Background: As a member of the mitochondrial ribosomal protein family, mitochondrial ribosomal protein L13 (MRPL13) is responsible for synthesizing mitochondrial proteins in cells. Several studies have indicated that MRPL13 is associated with the proliferation cycle, migration ability, apoptosis and autophagy of cancer cells. However, a thorough examination of MRPL13 across cancers remains uncertain. Therefore, we tried to clarify the relationship between MRPL13 and pan-cancer, and verified it in lung adenocarcinoma by various methods. Finally, our research is expected to reveal new targets for pan-cancer treatment and improve the prognosis of cancer patients.

Methods: Using bioinformatics tools, we quantified the differential expression of MRPL13 between cancer tissues and corresponding or noncorresponding normal tissues across cancers. We also analyzed the relationships between MRPL13 expression levels and several factors, including diagnosis, prognosis, mutation, functional signaling pathways, immune infiltration, RNA modification, and the relationship with cuproptosis-related genes. Furthermore, we studied the relationship between the expression level of MRPL13 across cancers and the change in cancer functional status through single-cell data. In addition, quantitative experiments (PCR and Western blot) proved that the expression of MRPL13 was significantly different between LUAD and control samples. Finally, the effect of knocking out MRPL13 on cancer cells was compared by gene silencing experiments. In summary, we used a combination of bioinformatics and experimental applications to study the potential roles of MRPL13 in cancer.

**Data shown**
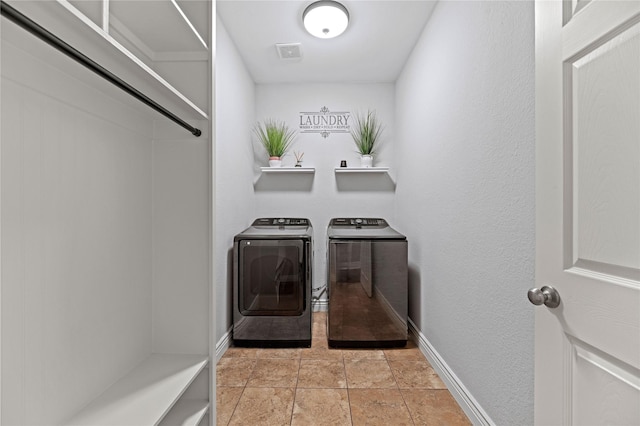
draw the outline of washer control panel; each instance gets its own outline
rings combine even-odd
[[[256,219],[251,226],[309,226],[309,219],[291,217],[263,217]]]
[[[377,227],[384,228],[389,226],[387,221],[380,218],[360,218],[360,217],[341,217],[331,219],[329,226],[355,226],[356,228],[362,227]]]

**Apply what you read**
**a.** From the MRPL13 abstract, list every trait of cancer cells that several studies have tied to MRPL13.
**b.** Answer these questions using the MRPL13 abstract.
(i) What is MRPL13 responsible for in cells?
(ii) Which two quantitative experiments showed a difference in MRPL13 expression between LUAD and control samples?
(iii) What kind of data was used to study how MRPL13 expression relates to changes in cancer functional status?
**c.** Sum up the MRPL13 abstract in two sentences.

**Answers by item number**
**a.**
- Proliferation cycle
- Migration ability
- Apoptosis
- Autophagy

**b.**
(i) Synthesizing mitochondrial proteins.
(ii) PCR and Western blot.
(iii) Single-cell data.

**c.** MRPL13 is a mitochondrial ribosomal protein that makes mitochondrial proteins, and it has been linked to several cancer cell behaviors, but its role across cancers has not been fully examined. The researchers used bioinformatics tools to study MRPL13 across cancers, and they used PCR, Western blot and gene silencing experiments to check its role in lung adenocarcinoma.